Considering the entries that follow, report how many lines include the string "purple", giving the number alone.

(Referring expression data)

- - - -

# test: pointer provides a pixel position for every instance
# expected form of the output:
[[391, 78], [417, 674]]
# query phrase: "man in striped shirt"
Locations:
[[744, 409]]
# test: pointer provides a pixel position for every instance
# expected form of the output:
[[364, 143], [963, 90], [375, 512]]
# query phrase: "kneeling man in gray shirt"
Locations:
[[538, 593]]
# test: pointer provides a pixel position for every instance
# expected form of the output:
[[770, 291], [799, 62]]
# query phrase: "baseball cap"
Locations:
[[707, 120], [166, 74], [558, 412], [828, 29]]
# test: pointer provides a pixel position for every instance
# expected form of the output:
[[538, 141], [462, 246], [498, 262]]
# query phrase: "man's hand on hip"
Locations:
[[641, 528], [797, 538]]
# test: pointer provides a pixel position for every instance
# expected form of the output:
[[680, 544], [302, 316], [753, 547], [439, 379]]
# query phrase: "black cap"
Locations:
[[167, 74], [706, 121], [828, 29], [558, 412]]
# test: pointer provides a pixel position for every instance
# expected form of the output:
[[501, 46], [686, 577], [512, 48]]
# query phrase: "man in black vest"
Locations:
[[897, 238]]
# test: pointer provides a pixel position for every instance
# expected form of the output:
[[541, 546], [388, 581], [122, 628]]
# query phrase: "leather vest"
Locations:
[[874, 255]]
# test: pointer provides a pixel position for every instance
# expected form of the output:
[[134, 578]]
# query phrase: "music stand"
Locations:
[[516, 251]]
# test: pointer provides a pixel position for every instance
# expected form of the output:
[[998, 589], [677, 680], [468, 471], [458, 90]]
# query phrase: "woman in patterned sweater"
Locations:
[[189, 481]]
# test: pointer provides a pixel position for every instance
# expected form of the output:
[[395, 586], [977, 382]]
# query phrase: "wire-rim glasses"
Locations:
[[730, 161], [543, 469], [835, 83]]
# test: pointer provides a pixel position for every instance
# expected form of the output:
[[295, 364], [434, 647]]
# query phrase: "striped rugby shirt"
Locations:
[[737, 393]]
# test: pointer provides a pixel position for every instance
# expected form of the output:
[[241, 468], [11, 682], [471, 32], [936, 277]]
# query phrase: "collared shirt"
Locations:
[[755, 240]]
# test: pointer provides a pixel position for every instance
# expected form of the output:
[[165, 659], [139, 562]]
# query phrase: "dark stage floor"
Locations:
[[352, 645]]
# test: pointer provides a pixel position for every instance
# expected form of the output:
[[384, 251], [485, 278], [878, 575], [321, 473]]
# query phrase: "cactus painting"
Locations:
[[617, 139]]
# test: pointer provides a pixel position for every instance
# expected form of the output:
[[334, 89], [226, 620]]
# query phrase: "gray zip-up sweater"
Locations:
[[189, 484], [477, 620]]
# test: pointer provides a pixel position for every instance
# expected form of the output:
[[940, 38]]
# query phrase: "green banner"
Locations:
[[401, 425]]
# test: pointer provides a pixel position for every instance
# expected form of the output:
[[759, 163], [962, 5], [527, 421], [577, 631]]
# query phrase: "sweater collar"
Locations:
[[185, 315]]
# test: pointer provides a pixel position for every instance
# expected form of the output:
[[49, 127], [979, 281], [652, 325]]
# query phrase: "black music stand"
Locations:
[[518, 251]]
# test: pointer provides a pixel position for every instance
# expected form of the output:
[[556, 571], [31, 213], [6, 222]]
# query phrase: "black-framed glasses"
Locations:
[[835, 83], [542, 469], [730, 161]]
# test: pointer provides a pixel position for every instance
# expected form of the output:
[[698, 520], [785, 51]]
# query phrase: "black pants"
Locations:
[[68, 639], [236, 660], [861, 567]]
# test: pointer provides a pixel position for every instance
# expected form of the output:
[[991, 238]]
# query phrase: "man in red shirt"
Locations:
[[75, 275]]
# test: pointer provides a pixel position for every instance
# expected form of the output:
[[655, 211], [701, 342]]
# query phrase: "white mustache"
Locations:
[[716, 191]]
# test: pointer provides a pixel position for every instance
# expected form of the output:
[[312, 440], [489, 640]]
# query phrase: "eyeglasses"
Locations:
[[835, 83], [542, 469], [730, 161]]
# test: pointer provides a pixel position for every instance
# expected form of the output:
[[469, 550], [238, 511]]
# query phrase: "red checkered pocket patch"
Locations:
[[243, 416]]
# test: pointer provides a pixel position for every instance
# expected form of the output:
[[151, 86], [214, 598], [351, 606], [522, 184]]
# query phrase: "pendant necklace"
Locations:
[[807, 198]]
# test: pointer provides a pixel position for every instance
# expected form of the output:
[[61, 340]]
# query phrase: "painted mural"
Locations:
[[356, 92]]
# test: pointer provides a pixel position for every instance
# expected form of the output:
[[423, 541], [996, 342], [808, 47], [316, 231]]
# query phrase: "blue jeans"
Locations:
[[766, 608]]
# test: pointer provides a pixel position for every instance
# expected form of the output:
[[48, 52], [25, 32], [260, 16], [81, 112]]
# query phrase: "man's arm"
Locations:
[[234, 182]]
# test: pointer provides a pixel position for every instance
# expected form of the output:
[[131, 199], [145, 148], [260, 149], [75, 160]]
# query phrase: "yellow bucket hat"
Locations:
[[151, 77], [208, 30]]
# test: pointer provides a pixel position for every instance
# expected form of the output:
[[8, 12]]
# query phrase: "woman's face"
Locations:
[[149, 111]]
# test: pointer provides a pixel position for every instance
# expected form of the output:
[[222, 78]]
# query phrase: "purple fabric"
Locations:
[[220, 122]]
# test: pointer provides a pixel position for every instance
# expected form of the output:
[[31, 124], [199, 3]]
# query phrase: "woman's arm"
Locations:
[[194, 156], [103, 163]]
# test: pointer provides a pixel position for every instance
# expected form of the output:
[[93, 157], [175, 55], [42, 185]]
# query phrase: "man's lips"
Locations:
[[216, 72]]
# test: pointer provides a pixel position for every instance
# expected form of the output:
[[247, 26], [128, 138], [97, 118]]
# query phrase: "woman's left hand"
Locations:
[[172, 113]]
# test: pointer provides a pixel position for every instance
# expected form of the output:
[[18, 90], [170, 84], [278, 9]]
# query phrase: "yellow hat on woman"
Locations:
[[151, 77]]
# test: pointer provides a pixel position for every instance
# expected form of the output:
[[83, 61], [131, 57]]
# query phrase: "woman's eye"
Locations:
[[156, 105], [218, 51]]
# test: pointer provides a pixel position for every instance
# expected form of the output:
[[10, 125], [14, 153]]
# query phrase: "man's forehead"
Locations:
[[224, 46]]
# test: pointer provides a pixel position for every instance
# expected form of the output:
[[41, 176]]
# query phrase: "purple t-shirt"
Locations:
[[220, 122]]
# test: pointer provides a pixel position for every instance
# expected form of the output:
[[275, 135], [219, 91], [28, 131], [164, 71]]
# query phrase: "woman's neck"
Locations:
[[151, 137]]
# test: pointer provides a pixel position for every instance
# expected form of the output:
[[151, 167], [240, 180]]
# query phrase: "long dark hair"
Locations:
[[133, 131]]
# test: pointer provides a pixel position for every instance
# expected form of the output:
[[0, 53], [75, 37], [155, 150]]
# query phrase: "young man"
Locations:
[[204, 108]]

- - - -

> [Answer to the problem] 2